[[ RECORDS open ]]

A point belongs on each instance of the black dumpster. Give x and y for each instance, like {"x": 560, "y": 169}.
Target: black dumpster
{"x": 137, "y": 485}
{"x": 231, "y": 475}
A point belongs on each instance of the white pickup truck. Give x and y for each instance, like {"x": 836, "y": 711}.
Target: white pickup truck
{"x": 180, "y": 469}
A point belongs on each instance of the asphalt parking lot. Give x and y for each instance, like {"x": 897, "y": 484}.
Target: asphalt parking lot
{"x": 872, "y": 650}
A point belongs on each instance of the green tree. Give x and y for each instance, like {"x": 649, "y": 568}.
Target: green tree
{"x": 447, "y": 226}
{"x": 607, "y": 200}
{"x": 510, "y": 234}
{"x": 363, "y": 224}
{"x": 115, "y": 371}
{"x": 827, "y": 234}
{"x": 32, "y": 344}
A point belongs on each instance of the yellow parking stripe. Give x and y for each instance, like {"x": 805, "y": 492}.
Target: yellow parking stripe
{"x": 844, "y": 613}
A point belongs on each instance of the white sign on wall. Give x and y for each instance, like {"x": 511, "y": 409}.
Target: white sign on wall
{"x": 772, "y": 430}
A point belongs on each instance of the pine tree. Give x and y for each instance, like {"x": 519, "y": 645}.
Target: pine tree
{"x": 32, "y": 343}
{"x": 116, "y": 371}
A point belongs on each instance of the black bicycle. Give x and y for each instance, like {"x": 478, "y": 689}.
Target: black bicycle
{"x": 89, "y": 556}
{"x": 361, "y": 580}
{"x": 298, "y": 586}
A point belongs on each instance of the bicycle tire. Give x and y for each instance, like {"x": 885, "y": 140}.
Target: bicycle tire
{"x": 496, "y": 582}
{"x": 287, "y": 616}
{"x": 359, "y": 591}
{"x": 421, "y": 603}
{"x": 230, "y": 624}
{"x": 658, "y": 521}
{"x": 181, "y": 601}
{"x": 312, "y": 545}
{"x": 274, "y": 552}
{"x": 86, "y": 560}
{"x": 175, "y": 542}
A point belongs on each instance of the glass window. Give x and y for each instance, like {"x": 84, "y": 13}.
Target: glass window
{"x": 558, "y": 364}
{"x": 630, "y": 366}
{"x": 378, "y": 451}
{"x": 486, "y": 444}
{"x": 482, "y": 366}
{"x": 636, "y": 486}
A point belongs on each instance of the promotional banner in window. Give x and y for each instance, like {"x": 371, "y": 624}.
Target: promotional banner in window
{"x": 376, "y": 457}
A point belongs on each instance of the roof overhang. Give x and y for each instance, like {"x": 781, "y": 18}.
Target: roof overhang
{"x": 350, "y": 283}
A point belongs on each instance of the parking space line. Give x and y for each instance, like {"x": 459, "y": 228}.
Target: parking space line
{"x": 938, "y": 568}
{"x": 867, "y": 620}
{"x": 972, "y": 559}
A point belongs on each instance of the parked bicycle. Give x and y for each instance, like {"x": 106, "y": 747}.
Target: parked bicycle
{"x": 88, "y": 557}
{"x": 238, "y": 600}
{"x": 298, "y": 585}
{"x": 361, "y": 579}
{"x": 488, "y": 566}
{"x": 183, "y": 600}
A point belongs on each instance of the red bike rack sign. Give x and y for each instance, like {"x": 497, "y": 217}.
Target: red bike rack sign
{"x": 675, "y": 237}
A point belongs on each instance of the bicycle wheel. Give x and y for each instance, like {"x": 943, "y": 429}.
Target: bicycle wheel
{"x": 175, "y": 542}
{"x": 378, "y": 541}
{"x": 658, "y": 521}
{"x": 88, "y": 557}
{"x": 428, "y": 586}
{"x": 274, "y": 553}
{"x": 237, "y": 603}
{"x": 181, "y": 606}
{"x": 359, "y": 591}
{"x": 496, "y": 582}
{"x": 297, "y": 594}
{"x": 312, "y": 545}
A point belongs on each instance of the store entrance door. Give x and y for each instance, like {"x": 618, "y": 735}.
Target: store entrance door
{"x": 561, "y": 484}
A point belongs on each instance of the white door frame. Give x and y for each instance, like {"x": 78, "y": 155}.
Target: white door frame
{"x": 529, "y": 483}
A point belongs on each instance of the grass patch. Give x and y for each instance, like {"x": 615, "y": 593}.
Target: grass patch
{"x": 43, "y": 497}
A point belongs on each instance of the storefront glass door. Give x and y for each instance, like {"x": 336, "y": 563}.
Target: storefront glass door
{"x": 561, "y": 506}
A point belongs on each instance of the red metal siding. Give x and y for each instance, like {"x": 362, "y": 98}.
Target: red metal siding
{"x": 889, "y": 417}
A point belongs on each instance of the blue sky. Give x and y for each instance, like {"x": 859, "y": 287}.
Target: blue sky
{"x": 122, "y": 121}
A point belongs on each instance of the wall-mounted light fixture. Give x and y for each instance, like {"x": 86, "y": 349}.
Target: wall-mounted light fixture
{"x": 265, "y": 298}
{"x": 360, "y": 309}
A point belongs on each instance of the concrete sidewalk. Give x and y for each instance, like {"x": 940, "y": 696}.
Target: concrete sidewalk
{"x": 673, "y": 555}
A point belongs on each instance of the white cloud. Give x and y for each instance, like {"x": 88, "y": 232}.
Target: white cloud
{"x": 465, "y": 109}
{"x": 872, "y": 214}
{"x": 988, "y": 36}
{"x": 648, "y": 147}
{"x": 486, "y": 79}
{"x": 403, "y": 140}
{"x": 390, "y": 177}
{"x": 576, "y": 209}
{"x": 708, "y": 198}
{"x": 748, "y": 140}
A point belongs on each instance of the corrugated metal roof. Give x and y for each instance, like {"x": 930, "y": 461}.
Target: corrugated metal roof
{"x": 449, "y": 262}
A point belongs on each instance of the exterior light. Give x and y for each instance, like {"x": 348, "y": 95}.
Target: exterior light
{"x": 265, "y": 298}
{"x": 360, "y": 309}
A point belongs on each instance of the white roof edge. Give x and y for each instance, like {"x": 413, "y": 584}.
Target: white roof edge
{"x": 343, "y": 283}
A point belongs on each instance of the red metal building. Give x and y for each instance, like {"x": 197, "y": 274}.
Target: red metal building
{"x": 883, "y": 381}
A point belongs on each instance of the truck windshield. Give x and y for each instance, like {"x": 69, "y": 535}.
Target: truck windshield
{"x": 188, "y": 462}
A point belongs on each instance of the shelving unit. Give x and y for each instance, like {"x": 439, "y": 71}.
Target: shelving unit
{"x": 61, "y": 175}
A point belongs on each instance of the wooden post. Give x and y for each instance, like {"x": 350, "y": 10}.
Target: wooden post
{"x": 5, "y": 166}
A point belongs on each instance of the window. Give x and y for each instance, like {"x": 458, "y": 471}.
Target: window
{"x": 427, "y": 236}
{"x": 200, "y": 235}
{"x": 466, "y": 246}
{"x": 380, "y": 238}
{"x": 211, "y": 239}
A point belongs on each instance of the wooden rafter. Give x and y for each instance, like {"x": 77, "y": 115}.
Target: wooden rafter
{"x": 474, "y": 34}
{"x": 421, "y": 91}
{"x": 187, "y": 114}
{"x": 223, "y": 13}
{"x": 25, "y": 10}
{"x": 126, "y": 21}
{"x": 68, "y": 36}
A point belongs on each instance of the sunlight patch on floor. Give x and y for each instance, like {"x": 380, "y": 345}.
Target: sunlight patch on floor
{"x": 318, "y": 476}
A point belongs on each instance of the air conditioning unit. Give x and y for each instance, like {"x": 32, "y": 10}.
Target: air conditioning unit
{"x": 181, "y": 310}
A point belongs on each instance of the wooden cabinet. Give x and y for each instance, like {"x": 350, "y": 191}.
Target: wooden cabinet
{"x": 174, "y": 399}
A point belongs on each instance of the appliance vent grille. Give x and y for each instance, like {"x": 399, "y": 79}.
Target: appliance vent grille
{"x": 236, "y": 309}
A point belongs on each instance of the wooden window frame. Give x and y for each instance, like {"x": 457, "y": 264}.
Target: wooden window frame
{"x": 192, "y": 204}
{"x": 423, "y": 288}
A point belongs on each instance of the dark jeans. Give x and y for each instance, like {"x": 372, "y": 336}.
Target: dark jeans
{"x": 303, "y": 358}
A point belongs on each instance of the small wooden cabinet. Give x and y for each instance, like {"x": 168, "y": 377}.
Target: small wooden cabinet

[[ RECORDS closed ]]

In the entries above, the lines from the one bearing "Target: yellow parking stripe" up to and including the one bearing "A point belongs on each instance of the black bicycle." should be transcribed exactly; no other line is wanted.

Target: yellow parking stripe
{"x": 844, "y": 613}
A point belongs on each instance of the white sign on wall. Give x and y for each instance, like {"x": 511, "y": 409}.
Target: white sign on wall
{"x": 772, "y": 430}
A point belongs on each instance of the pine tree. Give x and y for each instance, like {"x": 519, "y": 645}.
Target: pine tree
{"x": 32, "y": 343}
{"x": 116, "y": 371}
A point belongs on each instance of the black bicycle. Give x and y for each instance, like {"x": 478, "y": 689}.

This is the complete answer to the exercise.